This section gives an overview about the functions of the software. It also provides a description
of the individual icons found in the program's help menu. Click on the F1 button after loading
InfraWin or click on the ? in the menu bar.
The following descriptions refer to software InfraWin version 5.0. The latest version is available
for free as download from the homepage www.lumasenseinc.com.
5.1 Connecting the pyrometer to a PC
The program InfraWin can operate up to two devices. Two devices using RS485 may be operated
simultaneously by the same interface, if two different addresses have been properly entered
(see section 4.13 Device Address for more information).
5.2 Installation
To install the InfraWin software, select setup.exe from the InfraWin-CD or from the downloaded
and unpacked zip file from the internet and then follow the installation instructions.
5.3 Program start
The first time you load InfraWin 5, you will be prompted to select a default language. The
InfraWin software is available in German, English, Spanish, French, Portuguese, and Chinese.
Once installed, click Language/Languages if you would like to select another language.
On the start page, the screen shows the following start menu icons.
Opens a saved file
Storage of measured values for further processing
Starts measurement for the selected device
Setting of the parameters of the instruments
Time interval between two measurements
Listing of measured or stored values in tabular form
Processing of measured (stored) readings in graph form
Processing of measured (stored) readings in a text file
Calculation of spot sizes in various measuring distances
Only if available: controls the programmable controller PI 6000
Search I/O module
ISR 6 Advanced Manual Software InfraWin · 29
5.4 Basic settings
All preset values for the device
can be displayed and modified,
if necessary under the
Devices/Parameters window.
Changing an existing pyrometer
setting can be accomplished by typing
a value in an input box or by selecting
a preset value from the list field.
Choose the correct settings for your
application from the displayed options.
This window contains the parameter
settings described in Chapter 4,
Parameters.
5.4.1 Open/Save
The open and save buttons enable you to save customized configurations, which can
then be opened and reused at any time.

RECORDED INFORMATION:
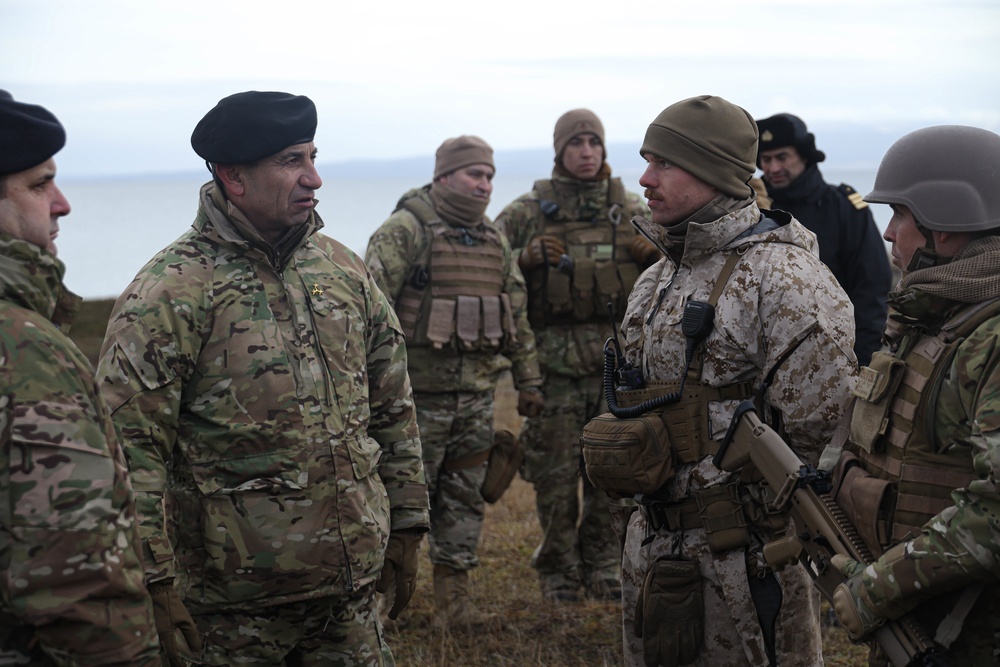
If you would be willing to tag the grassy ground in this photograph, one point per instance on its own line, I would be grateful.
(534, 632)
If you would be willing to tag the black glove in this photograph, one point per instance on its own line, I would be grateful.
(172, 616)
(400, 569)
(544, 249)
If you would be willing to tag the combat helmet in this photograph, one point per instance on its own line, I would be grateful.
(947, 175)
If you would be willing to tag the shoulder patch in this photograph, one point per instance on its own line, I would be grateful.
(853, 196)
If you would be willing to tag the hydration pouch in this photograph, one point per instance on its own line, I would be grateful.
(504, 462)
(624, 457)
(670, 613)
(876, 385)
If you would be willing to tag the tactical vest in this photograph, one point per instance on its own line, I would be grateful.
(599, 269)
(892, 430)
(454, 295)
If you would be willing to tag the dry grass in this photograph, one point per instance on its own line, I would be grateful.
(535, 632)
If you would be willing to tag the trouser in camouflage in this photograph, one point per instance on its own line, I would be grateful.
(731, 631)
(454, 426)
(340, 631)
(579, 545)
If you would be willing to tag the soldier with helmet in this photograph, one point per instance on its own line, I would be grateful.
(848, 239)
(572, 237)
(920, 471)
(460, 297)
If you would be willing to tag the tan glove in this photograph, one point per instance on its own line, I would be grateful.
(530, 402)
(171, 617)
(544, 249)
(643, 251)
(400, 569)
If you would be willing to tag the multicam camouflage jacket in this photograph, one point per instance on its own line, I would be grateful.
(71, 575)
(940, 451)
(570, 349)
(393, 250)
(262, 397)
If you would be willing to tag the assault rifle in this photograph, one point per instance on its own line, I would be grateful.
(822, 528)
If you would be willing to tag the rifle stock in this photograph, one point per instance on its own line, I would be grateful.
(822, 530)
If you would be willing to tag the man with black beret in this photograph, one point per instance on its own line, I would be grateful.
(258, 378)
(71, 589)
(740, 306)
(849, 241)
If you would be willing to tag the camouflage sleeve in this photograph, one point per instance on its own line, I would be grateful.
(962, 543)
(391, 252)
(69, 553)
(149, 350)
(521, 351)
(393, 417)
(802, 308)
(517, 222)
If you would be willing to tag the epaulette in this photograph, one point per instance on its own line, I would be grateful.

WHAT THIS EXERCISE ASKS:
[A] Return the part of the InfraWin excerpt that begins at the words "5.2 Installation" and stops after "start menu icons.".
[B] Does each statement agree with the InfraWin excerpt? Answer yes or no for each, and quote the words that decide it. (i) InfraWin can operate up to three devices. (ii) The descriptions refer to InfraWin version 5.0. (iii) Preset values for the device can be displayed and modified under the Devices/Parameters window.
[C] According to the InfraWin excerpt, which languages is the software available in?
The records have no connection to the InfraWin excerpt.

TASK-BY-TASK SOLUTIONS:
[A]
5.2 Installation
To install the InfraWin software, select setup.exe from the InfraWin-CD or from the downloaded
and unpacked zip file from the internet and then follow the installation instructions.
5.3 Program start
The first time you load InfraWin 5, you will be prompted to select a default language. The
InfraWin software is available in German, English, Spanish, French, Portuguese, and Chinese.
Once installed, click Language/Languages if you would like to select another language.
On the start page, the screen shows the following start menu icons.

[B]
(i) No: "The program InfraWin can operate up to two devices."
(ii) Yes: "The following descriptions refer to software InfraWin version 5.0."
(iii) Yes: "All preset values for the device can be displayed and modified, if necessary under the Devices/Parameters window."

[C] German, English, Spanish, French, Portuguese, Chinese